*What the task requires*: Looking at the listing below, retype exactly the lines starting at the one containing "Target: eyebrow" and ending at the one containing "the man's face", both included, and nothing else.

*Provided data*:
# # # # #

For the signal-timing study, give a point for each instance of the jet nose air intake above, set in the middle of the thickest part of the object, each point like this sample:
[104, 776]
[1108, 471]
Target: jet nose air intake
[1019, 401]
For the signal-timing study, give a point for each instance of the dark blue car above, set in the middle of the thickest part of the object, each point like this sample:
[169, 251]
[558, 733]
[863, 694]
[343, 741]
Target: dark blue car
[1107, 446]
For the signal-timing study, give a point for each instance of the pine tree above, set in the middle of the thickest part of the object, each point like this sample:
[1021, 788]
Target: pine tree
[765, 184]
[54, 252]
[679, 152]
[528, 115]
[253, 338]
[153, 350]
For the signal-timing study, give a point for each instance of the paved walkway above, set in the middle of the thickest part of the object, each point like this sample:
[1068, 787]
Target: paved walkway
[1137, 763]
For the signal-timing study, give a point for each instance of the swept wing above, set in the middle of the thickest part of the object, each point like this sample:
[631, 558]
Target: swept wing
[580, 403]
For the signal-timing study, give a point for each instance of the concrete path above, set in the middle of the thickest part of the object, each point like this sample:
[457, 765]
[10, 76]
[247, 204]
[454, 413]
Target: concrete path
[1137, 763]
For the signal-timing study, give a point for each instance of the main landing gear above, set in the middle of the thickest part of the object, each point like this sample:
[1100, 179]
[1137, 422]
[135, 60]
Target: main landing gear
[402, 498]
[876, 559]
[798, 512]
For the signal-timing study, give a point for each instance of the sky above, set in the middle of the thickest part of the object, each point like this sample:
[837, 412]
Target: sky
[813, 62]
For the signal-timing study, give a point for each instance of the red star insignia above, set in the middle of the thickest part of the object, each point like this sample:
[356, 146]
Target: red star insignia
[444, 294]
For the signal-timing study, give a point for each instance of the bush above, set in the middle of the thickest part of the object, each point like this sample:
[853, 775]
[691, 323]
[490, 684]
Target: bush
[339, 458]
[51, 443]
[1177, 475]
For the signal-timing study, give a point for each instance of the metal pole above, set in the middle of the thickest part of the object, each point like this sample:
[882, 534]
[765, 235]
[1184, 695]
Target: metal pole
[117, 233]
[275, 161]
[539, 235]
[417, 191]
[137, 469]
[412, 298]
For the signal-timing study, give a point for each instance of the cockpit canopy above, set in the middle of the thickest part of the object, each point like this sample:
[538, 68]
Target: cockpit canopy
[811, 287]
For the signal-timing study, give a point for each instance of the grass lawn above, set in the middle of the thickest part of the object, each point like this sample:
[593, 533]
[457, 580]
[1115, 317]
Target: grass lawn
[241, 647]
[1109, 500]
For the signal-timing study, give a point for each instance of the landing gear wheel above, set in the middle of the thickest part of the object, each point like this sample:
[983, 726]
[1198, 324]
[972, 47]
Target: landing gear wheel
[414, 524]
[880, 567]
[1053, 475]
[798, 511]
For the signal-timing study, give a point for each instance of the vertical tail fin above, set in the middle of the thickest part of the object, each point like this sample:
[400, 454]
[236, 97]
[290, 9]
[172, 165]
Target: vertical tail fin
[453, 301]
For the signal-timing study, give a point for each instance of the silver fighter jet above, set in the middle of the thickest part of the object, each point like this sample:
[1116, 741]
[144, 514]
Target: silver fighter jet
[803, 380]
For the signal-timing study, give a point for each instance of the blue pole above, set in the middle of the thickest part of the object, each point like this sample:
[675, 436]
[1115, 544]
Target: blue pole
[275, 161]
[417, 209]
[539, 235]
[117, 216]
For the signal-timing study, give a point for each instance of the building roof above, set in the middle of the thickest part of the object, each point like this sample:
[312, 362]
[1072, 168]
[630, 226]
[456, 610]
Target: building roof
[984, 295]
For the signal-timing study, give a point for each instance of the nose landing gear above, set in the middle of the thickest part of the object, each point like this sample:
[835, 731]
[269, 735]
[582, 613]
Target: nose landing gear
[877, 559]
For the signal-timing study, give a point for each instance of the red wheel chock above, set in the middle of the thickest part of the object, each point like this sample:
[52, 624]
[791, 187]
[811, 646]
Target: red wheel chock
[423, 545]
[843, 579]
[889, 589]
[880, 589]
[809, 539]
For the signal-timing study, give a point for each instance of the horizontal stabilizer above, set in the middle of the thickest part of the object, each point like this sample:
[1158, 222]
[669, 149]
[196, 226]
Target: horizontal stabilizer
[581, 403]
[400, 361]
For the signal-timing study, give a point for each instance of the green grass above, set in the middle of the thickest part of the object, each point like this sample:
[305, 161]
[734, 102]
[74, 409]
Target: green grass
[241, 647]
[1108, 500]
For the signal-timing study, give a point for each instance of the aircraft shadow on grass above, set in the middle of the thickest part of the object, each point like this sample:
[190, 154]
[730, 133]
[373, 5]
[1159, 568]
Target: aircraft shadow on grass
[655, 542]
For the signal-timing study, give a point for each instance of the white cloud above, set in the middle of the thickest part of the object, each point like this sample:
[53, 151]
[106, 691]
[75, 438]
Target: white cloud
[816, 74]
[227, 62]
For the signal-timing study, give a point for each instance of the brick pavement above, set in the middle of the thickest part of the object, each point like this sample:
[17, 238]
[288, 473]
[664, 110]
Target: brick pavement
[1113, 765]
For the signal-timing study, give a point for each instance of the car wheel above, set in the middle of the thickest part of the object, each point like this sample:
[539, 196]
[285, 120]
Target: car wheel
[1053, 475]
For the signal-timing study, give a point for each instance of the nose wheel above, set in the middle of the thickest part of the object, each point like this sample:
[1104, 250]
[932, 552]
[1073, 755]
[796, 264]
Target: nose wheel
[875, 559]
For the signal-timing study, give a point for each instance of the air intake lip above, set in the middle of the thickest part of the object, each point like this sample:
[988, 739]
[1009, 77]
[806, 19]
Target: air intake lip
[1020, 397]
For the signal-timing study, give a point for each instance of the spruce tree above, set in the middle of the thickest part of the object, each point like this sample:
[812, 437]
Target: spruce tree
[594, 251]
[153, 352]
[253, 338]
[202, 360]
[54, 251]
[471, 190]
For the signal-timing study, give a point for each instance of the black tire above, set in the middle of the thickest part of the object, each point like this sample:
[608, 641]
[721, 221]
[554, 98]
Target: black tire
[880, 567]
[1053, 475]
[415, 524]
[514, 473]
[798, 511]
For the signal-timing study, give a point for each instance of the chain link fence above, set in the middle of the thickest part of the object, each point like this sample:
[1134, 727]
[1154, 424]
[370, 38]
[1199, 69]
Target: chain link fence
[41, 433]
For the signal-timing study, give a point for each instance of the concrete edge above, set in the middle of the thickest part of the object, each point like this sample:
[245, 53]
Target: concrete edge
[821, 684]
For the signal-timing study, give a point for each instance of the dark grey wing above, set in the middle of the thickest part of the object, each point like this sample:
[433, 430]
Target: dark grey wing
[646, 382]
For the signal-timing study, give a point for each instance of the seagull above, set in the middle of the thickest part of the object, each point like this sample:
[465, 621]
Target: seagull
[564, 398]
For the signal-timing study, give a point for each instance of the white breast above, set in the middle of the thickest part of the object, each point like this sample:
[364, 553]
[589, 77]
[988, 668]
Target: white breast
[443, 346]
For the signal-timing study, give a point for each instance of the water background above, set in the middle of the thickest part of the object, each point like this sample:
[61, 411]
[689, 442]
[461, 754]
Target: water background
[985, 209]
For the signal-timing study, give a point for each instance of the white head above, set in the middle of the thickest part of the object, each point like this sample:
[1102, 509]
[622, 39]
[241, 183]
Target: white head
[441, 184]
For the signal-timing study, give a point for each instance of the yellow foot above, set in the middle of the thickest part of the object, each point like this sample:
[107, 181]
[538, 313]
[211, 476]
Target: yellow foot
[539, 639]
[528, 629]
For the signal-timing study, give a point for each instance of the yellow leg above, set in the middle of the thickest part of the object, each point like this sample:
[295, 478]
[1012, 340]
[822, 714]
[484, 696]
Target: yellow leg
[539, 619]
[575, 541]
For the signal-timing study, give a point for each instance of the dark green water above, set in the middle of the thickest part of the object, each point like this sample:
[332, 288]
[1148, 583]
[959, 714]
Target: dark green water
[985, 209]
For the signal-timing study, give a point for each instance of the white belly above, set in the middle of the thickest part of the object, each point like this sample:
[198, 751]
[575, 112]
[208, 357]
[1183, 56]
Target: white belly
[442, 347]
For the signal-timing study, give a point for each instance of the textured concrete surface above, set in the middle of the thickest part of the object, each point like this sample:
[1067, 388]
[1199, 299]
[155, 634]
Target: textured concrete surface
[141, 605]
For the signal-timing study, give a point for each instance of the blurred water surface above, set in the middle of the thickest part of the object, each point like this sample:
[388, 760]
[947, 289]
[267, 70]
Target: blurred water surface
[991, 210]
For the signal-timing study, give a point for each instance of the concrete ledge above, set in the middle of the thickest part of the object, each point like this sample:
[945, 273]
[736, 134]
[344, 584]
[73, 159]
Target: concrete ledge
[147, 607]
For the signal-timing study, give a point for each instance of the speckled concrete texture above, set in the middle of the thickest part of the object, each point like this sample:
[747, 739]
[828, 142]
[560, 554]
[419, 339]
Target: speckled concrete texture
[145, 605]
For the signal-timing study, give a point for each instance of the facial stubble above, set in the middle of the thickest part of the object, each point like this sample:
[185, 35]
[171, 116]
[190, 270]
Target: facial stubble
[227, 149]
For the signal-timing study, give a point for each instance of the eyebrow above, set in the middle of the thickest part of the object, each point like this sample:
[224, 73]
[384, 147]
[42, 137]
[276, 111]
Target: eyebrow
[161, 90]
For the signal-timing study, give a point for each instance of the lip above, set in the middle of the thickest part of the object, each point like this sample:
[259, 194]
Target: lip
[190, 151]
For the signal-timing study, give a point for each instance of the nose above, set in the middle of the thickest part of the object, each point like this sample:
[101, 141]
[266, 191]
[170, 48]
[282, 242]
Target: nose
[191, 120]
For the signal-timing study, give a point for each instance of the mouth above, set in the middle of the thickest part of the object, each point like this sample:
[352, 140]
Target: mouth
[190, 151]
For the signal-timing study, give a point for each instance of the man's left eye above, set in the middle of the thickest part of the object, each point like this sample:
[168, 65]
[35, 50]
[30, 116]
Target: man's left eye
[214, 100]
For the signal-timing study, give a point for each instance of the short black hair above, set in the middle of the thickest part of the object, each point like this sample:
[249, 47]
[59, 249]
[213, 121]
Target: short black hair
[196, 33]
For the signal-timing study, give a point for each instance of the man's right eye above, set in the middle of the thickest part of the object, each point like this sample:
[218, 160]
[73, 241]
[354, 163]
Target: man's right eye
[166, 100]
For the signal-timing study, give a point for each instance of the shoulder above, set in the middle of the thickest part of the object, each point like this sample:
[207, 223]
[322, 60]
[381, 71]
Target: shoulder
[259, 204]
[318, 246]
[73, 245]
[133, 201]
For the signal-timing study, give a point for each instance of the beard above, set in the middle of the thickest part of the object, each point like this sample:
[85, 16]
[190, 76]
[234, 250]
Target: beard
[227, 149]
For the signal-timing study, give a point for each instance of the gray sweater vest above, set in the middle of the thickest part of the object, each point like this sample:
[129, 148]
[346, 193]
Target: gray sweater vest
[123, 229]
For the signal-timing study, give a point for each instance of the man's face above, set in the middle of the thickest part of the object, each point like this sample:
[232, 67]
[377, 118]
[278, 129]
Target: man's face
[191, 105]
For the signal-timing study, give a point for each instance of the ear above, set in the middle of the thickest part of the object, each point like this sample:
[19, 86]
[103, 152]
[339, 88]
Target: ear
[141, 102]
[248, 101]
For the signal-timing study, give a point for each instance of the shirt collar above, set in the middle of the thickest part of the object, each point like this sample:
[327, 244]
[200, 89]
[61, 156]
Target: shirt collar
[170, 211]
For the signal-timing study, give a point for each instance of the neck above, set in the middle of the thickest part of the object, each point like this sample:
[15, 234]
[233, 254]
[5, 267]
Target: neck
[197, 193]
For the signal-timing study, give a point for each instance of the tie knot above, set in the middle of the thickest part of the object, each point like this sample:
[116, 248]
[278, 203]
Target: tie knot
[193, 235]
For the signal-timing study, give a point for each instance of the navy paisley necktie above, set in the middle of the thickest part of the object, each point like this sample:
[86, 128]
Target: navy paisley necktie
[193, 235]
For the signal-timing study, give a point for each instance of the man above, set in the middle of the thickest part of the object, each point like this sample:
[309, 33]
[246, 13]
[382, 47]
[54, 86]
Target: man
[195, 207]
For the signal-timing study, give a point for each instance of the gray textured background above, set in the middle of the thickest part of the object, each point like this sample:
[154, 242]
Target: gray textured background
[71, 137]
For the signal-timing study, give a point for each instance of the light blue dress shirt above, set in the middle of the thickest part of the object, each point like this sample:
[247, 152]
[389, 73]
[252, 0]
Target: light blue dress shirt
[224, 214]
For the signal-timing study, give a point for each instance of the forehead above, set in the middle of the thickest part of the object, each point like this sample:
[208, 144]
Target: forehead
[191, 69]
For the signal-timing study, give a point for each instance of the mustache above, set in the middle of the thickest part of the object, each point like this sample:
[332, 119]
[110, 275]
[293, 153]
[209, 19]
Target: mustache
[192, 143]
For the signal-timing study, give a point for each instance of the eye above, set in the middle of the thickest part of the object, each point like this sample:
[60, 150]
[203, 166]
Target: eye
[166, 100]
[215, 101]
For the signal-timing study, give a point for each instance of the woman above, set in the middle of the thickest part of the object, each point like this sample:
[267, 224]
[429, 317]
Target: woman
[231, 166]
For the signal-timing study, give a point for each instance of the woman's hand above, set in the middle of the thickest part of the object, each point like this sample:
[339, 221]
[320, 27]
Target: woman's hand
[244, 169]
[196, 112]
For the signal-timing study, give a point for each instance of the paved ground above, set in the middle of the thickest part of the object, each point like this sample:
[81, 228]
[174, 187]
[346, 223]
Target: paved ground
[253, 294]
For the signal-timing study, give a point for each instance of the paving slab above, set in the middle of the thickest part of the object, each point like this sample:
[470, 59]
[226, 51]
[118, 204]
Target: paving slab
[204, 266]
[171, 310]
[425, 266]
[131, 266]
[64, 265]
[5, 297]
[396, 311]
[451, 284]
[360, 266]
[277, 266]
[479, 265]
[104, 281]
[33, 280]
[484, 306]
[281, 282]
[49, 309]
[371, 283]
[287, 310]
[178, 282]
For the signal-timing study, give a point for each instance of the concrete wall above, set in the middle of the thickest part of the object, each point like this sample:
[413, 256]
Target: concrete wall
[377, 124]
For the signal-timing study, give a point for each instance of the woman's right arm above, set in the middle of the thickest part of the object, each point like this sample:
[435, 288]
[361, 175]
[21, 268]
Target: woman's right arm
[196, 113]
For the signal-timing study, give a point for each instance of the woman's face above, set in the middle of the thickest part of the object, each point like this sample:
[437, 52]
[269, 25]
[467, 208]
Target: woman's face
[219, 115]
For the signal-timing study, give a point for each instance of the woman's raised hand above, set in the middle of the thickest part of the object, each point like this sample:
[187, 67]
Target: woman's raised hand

# # # # #

*Final answer*:
Target: eyebrow
[161, 90]
For the signal-timing study, give a point for each instance of the lip above, set in the middle of the thickest part of the object, each point like this sample:
[259, 194]
Target: lip
[190, 151]
For the signal-timing study, give a point for each instance of the nose above, set in the middle of the thickest part of the object, each point like this sample:
[101, 141]
[266, 191]
[170, 48]
[282, 242]
Target: nose
[191, 120]
For the signal-timing study, give a point for each instance of the mouth above, set in the middle of the thickest part of the object, each point like this sample:
[352, 140]
Target: mouth
[190, 151]
For the signal-timing study, give a point for each instance of the man's left eye above, set in the middle of the thickest part of the object, each point like this sample:
[168, 65]
[35, 50]
[30, 116]
Target: man's left eye
[214, 100]
For the signal-timing study, give a point for each instance of the short black hair above, set in the middle of the thickest part of the object, each point like this sample:
[249, 47]
[59, 249]
[213, 121]
Target: short black hair
[196, 33]
For the signal-timing study, give a point for each instance of the man's right eye above, set in the middle of the thickest part of the object, each point like this sample:
[218, 160]
[73, 241]
[354, 163]
Target: man's right eye
[166, 100]
For the signal-timing study, give a point for each instance of the shoulder above, set in the middle of the thickest part of the object, each point like this sample:
[207, 223]
[322, 60]
[381, 71]
Target: shoulder
[259, 204]
[318, 246]
[73, 245]
[133, 201]
For the signal-timing study, give a point for each instance of the beard above, set in the middle of the thickest part of the object, each point like this sample:
[85, 16]
[190, 76]
[234, 250]
Target: beard
[227, 149]
For the signal-timing study, give a point for each instance of the gray sweater vest above, set in the middle of the thickest part of the object, each point like this sample:
[129, 148]
[346, 193]
Target: gray sweater vest
[123, 229]
For the signal-timing study, give a point for each instance of the man's face above, set in the middle of the thickest part of the object, each point like this sample:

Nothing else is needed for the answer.